# Instructions to follow
Put the items below into a two-column CSV with the header request,answer and one row for each request, holding its text and its answer. Enclose every field in double quotes and replace any line breaks inside a field with spaces.
====================
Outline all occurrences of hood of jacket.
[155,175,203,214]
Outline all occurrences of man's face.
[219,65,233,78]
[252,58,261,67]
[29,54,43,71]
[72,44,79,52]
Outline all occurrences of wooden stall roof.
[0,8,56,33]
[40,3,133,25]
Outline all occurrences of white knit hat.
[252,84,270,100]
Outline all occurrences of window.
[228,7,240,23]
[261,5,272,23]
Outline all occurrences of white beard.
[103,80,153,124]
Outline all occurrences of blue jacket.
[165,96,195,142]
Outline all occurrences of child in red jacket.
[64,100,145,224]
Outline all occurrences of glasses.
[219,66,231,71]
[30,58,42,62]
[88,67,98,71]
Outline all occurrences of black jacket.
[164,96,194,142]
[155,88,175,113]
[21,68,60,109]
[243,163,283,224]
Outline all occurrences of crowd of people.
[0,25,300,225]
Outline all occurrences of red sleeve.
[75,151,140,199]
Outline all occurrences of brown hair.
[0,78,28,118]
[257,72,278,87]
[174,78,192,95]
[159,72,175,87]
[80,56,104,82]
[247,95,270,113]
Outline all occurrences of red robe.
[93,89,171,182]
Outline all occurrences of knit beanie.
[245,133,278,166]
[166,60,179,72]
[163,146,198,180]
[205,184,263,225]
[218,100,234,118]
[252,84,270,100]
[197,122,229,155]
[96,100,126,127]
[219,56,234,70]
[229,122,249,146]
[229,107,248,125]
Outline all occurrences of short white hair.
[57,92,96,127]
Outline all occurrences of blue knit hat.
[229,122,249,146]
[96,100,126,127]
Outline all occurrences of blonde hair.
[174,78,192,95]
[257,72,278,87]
====================
# Exercise response
request,answer
"Outline all occurrences of hood of jacket.","[155,175,203,214]"
"Outline all occurrences of man's face.","[219,65,233,78] [252,58,261,67] [29,54,43,71] [72,44,79,52]"
"Outline all occurrences of wooden stall roof.","[0,8,56,33] [40,3,133,25]"
"Outline all occurrences of white knit hat.","[252,84,270,100]"
"Outline all occurrences of window.","[228,7,240,23] [261,5,272,23]"
"Outline all occurrences of white beard.","[103,80,153,124]"
"Outline all occurrences of blue jacket.","[165,96,195,142]"
"Outline all occurrences of child in red jacket.","[64,100,145,224]"
"Outline all occurrences of glasses.","[219,66,231,71] [30,58,42,62] [88,67,98,71]"
"Outline all occurrences of black jacket.","[164,96,194,142] [155,88,175,113] [21,68,60,109] [243,163,283,224]"
"Outline all occurrences of crowd of people.","[0,25,300,225]"
"Outline all occurrences of red sleeve.","[75,151,140,199]"
"Outline all occurrences of brown hair.","[0,78,28,118] [257,72,278,87] [174,78,192,95] [159,72,175,87] [80,56,104,82] [247,95,270,113]"
"Outline all occurrences of red robe.","[93,89,171,182]"
"Outline all occurrences of knit beanie.","[245,133,278,166] [166,60,179,72] [163,146,198,180] [205,184,263,225] [218,100,234,118] [252,84,270,100] [197,122,229,155] [96,100,126,127] [219,56,234,70] [229,122,249,146] [229,107,248,125]"
"Outline all occurrences of short white hair.","[57,92,96,127]"
"Outline all occurrences of blue knit hat.","[229,122,249,146] [96,100,126,127]"
"Outline all occurrences of blonde hair.","[174,78,192,95] [257,72,278,87]"